EXERCISE GOAL: Copy every one of the records below word for word, keeping each line as it stands.
--- begin DATA LISTING ---
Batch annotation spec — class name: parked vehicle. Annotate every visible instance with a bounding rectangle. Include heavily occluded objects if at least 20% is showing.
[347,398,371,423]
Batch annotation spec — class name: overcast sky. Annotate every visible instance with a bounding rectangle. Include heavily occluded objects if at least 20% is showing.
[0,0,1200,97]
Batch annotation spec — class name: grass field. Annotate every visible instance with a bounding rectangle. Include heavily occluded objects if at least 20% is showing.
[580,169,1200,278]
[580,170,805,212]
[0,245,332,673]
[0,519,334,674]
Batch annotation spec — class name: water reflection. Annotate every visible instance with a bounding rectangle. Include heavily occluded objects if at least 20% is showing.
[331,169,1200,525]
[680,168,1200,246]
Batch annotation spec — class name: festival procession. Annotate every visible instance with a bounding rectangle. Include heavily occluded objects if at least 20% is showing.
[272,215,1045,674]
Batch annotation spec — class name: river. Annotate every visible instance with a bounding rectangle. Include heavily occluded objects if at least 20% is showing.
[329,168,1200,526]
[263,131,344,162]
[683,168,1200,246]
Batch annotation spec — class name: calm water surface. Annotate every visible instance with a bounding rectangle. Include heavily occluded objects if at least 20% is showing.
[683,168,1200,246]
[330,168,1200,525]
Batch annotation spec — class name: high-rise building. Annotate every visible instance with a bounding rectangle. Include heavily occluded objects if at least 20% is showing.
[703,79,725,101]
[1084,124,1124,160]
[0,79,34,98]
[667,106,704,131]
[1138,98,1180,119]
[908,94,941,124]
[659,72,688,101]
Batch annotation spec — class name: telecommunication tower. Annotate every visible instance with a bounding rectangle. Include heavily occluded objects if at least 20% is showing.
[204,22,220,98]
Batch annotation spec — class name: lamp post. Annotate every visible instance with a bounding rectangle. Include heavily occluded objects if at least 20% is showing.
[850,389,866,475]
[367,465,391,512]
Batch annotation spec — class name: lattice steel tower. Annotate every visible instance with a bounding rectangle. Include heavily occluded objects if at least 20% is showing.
--- end DATA LISTING ---
SOLUTION BELOW:
Batch annotation spec — class name: parked vehicle. Annotate every visible instance with a bounding rectangle. Include heavily occluded objects if at least 20% is showing.
[347,398,371,423]
Batch annotation spec — class name: overcast sky. Annotate every visible instance with a bounding rectangle. Include heavily occluded objects if at least 20% is showing.
[0,0,1200,97]
Batch annotation spec — class name: grass field. Annotate every visible instance with a bounding rectangle. Include heavily occluded objects if at least 20% is showing.
[580,169,1200,278]
[580,170,805,212]
[0,245,332,673]
[0,519,334,674]
Batch annotation spec — class name: water reflection. Annotate every visible instance with a bounding rectangle. Include heavily occluded objects if at least 20% is showing.
[331,169,1200,525]
[680,168,1200,246]
Batch annotation spec — class name: festival procession. Annotate every visible instance with a bounding rectangle. Include heavily occluded objects if at least 20% is showing.
[272,215,1045,674]
Batch annotation spec — class name: river. Annotate every visible instance with a bounding rectangle. Include heavily occluded objects if at least 20% is showing.
[329,168,1200,526]
[263,131,344,162]
[683,168,1200,246]
Batch annotation spec — class name: calm water surface. Annotate every visible instance with a bounding rectangle. Include heavily occluded objects if at least 20% is showing.
[683,168,1200,246]
[330,168,1200,525]
Batch annotation spec — class name: high-rise building. Annotate every visible instance with a bounding rectangle. Include heavily occluded objects if at least 20% is showing.
[703,79,725,101]
[1084,124,1124,160]
[0,79,34,98]
[667,106,704,131]
[1138,98,1180,119]
[908,94,941,124]
[659,72,688,101]
Batch annotation spec — class name: telecommunication tower. Annotate every visible instance with a bounding rectangle. Include heavily occluded objects if at least 20% is showing.
[204,22,220,98]
Batch annotation spec — class name: lamp post. Annotate every visible instance with a bounding rectangle. Include heavily occluded objects if at least 20% is showing.
[850,389,866,475]
[367,465,391,512]
Batch annotation spec — class name: lattice steel tower. Annotate every visible instance with a bounding rectangle. Include heavily occluded objects if at least 20% is showing.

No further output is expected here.